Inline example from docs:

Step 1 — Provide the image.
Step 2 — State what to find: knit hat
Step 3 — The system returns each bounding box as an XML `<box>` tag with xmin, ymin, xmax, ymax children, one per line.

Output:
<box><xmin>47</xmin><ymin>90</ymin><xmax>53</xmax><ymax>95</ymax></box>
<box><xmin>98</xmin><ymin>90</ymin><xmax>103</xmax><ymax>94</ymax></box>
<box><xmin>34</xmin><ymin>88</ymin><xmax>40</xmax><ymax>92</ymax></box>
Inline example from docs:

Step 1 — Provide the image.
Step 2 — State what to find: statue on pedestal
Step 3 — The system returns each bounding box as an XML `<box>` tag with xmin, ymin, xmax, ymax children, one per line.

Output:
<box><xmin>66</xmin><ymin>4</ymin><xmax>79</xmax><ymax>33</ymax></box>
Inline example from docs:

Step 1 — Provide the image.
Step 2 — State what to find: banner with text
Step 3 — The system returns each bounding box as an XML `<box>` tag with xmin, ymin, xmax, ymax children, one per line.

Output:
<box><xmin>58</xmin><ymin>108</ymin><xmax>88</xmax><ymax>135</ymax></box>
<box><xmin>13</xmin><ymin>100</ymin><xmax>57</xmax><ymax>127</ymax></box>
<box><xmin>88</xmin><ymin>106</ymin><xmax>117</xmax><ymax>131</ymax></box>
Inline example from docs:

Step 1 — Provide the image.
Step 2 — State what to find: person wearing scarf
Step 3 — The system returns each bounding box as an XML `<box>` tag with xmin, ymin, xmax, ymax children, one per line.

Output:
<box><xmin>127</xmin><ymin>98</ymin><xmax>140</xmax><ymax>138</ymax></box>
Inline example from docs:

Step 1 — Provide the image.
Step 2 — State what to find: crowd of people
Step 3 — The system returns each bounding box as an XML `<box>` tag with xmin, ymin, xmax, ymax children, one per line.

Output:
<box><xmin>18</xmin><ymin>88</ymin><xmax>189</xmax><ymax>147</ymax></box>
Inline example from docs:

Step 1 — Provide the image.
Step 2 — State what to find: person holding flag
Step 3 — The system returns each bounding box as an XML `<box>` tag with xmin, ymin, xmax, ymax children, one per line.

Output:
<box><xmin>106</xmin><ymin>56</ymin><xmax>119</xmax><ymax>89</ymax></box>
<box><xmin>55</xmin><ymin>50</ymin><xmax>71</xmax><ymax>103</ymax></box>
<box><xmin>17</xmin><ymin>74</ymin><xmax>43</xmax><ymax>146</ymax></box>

* * * *

Short problem — Find each line above that contains the string "State" with the same capitalization, and copy those lines out in full.

Result for this task —
Step 2 — State what to find: knit hat
Step 2 — State what to find: statue on pedestal
Step 2 — State what to find: banner with text
Step 2 — State what to find: person wearing scarf
Step 2 — State what to find: crowd of people
Step 2 — State what to find: person holding flag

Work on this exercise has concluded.